### GIVEN PROBLEM
State how many lines in the rows below contain the string "chair". Reply with the number alone.
-.-.-
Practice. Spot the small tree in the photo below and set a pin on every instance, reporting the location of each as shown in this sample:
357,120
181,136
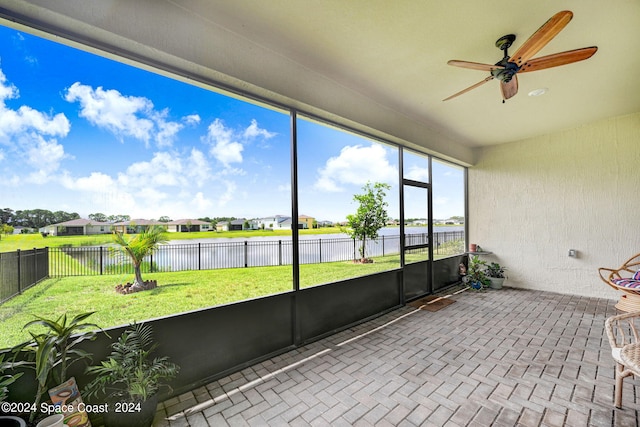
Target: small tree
140,246
371,215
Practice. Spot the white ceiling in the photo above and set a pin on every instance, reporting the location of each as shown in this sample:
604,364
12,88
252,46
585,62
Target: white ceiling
380,63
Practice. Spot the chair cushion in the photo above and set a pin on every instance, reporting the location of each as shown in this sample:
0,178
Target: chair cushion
615,353
627,283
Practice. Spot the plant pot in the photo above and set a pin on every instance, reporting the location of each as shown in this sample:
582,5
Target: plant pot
496,282
52,421
130,415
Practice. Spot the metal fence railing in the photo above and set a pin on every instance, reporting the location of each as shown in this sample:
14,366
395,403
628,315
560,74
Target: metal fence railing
102,260
22,269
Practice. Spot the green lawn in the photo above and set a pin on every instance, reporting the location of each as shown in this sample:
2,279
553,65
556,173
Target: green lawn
177,292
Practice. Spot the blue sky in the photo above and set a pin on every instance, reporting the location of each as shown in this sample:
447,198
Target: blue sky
82,133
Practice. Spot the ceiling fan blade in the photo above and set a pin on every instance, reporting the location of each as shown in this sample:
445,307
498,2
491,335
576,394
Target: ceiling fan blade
474,65
540,38
557,59
509,89
469,88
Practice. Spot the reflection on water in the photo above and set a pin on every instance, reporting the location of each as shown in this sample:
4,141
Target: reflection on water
214,253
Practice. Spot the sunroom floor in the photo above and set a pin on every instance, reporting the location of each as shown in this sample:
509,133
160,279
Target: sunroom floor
499,357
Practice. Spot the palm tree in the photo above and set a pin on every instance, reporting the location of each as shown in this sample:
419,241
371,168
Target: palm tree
138,247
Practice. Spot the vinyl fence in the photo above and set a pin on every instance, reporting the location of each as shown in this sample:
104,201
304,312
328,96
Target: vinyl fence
83,261
20,270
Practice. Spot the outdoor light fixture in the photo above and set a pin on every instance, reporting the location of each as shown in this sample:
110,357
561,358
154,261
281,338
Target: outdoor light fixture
538,92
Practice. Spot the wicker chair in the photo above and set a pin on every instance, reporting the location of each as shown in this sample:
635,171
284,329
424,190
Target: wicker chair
626,279
622,331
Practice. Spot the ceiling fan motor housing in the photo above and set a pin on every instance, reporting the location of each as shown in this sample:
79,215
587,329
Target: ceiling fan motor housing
505,74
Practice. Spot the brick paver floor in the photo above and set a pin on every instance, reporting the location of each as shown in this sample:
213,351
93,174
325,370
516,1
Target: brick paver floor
500,357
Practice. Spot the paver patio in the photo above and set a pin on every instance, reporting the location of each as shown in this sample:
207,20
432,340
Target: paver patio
507,357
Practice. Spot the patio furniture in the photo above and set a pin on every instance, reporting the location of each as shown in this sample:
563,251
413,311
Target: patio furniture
626,279
622,332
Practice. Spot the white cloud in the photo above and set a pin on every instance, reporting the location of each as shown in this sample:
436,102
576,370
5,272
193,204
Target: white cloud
200,202
14,123
198,169
192,119
417,173
254,131
227,145
167,131
223,147
164,169
97,181
356,165
227,196
124,116
7,90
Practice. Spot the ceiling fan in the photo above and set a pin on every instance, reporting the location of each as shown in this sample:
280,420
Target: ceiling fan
507,68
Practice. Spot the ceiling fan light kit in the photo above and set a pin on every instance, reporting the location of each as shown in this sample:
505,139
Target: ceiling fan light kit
522,61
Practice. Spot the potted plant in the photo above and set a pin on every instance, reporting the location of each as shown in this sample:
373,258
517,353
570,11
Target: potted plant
476,277
495,273
50,353
130,379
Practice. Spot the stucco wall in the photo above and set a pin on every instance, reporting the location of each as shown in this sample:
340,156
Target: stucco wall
531,201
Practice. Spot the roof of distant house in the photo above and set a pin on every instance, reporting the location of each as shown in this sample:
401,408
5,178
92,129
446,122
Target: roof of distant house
139,221
187,222
79,222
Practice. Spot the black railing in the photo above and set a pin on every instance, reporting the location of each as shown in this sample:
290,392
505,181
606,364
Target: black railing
84,261
22,269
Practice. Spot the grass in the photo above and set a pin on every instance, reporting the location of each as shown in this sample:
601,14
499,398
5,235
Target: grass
177,292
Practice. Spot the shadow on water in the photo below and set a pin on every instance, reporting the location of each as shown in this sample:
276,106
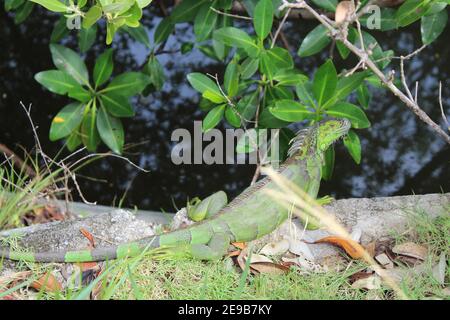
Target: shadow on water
400,154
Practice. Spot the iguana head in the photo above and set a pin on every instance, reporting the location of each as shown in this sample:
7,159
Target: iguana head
319,137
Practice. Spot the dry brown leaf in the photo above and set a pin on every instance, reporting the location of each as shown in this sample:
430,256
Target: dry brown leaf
352,248
47,283
269,268
88,236
370,248
411,249
239,245
84,266
234,253
275,248
370,283
384,261
359,275
343,10
258,258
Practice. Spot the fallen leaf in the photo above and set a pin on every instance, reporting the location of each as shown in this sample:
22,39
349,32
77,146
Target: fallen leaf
411,249
352,248
370,248
84,266
47,283
88,236
300,248
384,261
275,248
356,234
343,10
439,269
370,283
269,268
256,258
234,253
239,245
359,275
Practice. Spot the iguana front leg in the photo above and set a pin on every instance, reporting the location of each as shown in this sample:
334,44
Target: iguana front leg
216,248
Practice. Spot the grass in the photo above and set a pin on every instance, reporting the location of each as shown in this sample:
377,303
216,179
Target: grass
19,191
144,278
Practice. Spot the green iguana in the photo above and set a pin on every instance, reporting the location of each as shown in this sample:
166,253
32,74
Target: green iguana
249,216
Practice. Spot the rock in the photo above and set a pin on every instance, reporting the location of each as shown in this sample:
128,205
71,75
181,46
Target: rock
411,249
384,260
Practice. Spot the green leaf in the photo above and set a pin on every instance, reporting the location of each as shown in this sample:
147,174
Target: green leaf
103,68
69,61
67,120
52,5
363,95
343,50
232,117
155,71
13,4
353,145
110,130
263,18
266,65
73,141
186,10
23,12
92,16
117,105
329,5
214,97
205,22
235,37
247,106
143,3
433,25
314,41
60,30
281,58
328,167
347,110
249,67
304,92
89,132
128,84
80,94
325,82
411,10
86,38
163,30
286,77
201,83
291,111
56,81
213,118
231,79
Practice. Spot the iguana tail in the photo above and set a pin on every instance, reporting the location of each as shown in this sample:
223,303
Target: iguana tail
130,249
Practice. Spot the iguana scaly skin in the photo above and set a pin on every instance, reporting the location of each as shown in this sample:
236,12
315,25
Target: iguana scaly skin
249,216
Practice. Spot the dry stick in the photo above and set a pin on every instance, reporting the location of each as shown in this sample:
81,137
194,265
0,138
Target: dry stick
410,103
16,160
442,107
290,193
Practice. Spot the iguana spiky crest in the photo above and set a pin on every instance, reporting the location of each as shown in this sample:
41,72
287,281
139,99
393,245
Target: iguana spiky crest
319,137
249,216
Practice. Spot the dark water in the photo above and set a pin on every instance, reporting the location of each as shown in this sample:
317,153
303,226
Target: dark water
400,154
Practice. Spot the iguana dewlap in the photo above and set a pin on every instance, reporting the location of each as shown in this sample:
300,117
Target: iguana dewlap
249,216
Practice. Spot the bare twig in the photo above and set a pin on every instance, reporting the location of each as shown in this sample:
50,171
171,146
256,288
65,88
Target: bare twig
364,56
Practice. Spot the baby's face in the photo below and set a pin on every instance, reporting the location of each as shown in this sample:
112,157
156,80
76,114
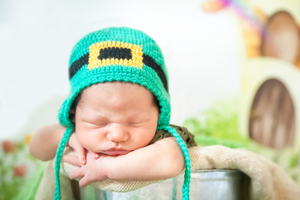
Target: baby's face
115,118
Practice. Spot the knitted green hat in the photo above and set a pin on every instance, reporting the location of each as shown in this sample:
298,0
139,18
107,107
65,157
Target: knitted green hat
119,54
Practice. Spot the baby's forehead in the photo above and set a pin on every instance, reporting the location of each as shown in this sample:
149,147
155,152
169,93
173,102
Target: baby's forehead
114,88
123,88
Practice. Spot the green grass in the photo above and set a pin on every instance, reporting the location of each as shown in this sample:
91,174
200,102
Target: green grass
218,125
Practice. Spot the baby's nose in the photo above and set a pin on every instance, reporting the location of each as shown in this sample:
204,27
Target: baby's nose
117,133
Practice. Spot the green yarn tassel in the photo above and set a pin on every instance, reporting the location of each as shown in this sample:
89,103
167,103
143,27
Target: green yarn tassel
187,174
59,154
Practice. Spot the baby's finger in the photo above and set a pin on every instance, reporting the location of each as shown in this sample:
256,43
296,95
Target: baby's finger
96,155
81,154
76,173
83,182
73,160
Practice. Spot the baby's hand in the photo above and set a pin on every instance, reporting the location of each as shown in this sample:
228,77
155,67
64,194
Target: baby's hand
80,150
93,171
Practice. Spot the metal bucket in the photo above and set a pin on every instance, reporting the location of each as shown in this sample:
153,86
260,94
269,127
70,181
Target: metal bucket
205,184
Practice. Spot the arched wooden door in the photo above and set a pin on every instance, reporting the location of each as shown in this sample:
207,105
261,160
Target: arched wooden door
281,38
272,116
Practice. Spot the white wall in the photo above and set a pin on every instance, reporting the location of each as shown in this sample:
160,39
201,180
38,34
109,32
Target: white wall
36,38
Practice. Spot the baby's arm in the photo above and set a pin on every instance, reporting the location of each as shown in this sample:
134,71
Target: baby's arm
45,141
161,160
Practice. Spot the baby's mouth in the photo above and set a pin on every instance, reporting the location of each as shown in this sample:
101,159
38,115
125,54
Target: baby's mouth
115,152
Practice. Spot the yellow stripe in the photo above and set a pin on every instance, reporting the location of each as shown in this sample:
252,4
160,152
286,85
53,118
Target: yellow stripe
94,62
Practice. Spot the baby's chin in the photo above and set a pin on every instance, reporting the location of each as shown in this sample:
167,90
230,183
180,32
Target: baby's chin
116,152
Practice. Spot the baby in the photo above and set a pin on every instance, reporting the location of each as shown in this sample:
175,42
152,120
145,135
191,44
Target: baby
117,115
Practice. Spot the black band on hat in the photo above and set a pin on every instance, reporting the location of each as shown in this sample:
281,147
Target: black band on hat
76,65
149,61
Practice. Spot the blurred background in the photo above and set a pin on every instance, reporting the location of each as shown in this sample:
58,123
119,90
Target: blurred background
234,70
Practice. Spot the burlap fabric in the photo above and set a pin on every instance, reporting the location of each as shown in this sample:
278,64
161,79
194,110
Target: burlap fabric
267,181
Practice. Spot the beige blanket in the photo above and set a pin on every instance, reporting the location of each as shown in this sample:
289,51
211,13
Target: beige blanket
267,181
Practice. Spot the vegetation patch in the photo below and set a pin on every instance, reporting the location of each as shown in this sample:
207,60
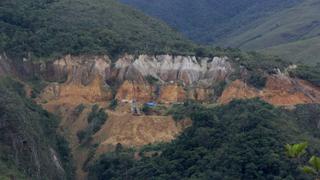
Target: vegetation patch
220,145
96,119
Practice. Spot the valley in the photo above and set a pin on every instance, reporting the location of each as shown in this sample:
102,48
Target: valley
98,90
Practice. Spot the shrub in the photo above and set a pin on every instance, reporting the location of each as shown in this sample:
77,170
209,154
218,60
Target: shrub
96,119
113,104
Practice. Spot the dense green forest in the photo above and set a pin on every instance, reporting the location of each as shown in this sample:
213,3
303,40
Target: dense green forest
44,28
29,139
242,140
287,28
209,21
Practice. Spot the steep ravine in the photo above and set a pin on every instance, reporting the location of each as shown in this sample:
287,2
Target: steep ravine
165,79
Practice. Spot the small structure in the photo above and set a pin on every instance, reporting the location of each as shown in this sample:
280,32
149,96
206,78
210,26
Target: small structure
134,108
151,104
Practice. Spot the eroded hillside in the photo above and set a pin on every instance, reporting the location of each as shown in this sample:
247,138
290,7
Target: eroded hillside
74,85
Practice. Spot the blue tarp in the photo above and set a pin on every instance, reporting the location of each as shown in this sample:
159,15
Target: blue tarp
151,104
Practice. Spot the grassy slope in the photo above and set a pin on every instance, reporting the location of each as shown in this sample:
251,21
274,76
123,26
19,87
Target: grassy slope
296,23
304,51
53,28
293,34
208,21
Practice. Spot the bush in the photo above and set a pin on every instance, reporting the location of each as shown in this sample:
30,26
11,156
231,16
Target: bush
182,111
258,80
96,119
113,104
308,73
78,110
151,80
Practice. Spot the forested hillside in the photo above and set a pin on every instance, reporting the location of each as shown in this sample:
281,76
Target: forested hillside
241,140
47,28
287,28
208,21
30,147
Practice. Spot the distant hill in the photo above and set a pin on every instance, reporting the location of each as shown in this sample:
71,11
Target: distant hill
249,24
56,27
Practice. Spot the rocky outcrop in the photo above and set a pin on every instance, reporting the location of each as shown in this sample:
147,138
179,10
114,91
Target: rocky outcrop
88,78
166,68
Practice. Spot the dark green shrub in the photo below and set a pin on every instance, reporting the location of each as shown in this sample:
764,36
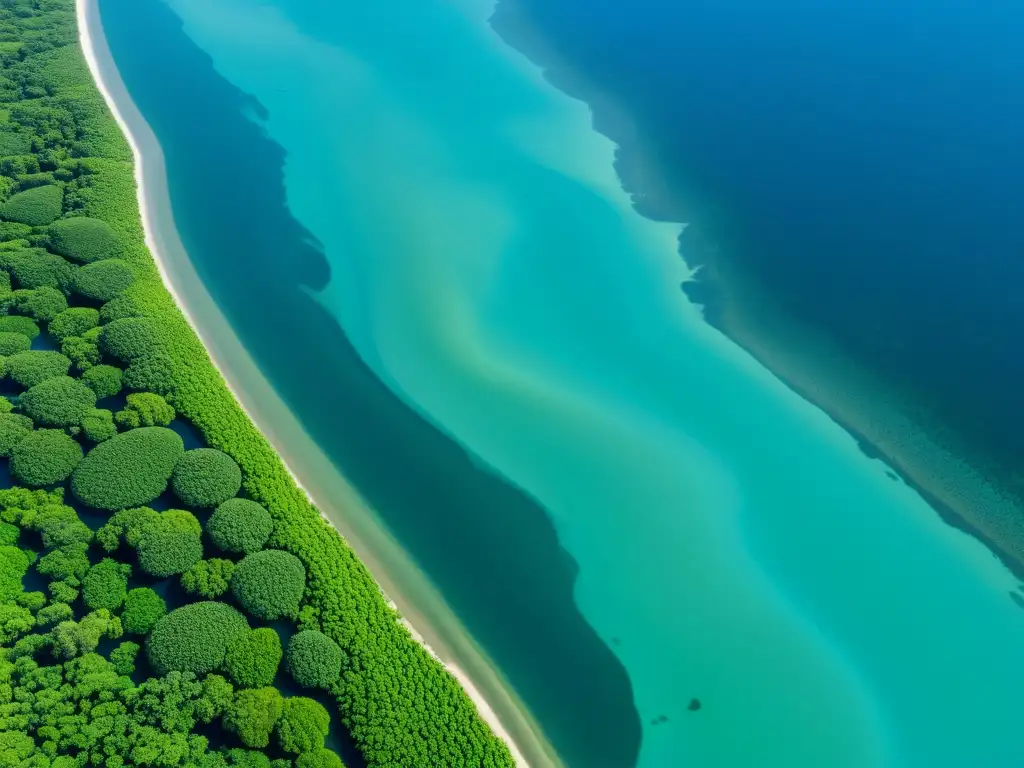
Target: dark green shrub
127,419
208,579
33,267
9,534
143,608
31,600
128,470
13,230
153,410
36,207
54,614
152,374
269,584
35,367
129,338
169,543
240,525
13,429
85,240
195,638
120,308
253,657
123,657
42,304
253,715
13,566
97,425
323,759
58,525
105,586
14,622
58,402
44,458
74,322
11,343
83,353
103,380
61,592
18,325
303,725
206,477
313,659
101,281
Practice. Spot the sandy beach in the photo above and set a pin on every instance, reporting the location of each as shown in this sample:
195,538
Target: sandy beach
309,468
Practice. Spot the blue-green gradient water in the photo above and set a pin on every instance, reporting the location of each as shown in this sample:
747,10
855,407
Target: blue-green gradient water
733,545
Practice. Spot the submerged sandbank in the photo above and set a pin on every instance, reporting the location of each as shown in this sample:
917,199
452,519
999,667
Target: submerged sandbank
424,612
963,493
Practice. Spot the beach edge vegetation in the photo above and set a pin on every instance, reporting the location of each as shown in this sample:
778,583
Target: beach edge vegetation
400,706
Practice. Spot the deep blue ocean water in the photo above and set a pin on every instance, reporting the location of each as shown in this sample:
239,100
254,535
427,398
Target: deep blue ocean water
860,162
426,251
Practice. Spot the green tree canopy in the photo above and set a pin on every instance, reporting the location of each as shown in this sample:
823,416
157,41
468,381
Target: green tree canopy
103,380
313,659
208,579
253,657
105,586
58,402
143,608
97,425
74,322
269,584
13,429
128,470
44,458
195,638
240,525
36,207
103,280
253,715
12,343
206,477
303,725
83,239
35,367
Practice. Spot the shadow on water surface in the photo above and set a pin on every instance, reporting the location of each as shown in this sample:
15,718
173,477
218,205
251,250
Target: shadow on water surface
491,550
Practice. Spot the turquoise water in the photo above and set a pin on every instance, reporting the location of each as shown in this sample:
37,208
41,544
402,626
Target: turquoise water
733,545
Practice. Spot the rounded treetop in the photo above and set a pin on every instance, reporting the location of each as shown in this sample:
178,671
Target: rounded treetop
206,477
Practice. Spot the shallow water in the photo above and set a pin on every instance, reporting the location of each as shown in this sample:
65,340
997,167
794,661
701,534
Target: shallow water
733,545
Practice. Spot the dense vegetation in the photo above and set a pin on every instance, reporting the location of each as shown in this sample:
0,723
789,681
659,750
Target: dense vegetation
146,634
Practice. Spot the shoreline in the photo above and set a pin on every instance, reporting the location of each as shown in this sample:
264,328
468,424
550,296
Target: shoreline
500,709
802,358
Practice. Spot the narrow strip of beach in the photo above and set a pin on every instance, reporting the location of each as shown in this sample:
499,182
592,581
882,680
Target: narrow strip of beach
423,610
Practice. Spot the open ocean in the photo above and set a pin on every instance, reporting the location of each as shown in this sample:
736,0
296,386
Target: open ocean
424,246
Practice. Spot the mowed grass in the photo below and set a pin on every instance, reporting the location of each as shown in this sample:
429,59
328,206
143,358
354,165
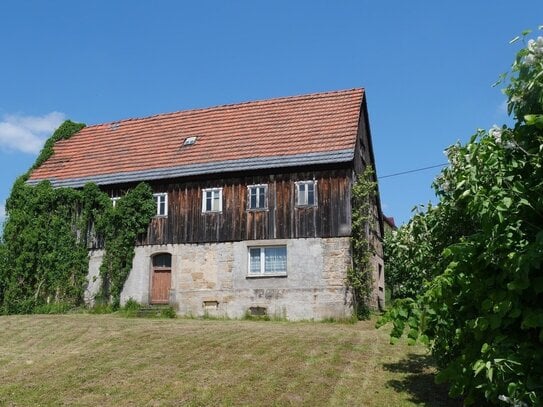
-.-.-
### EXERCISE ANSWER
4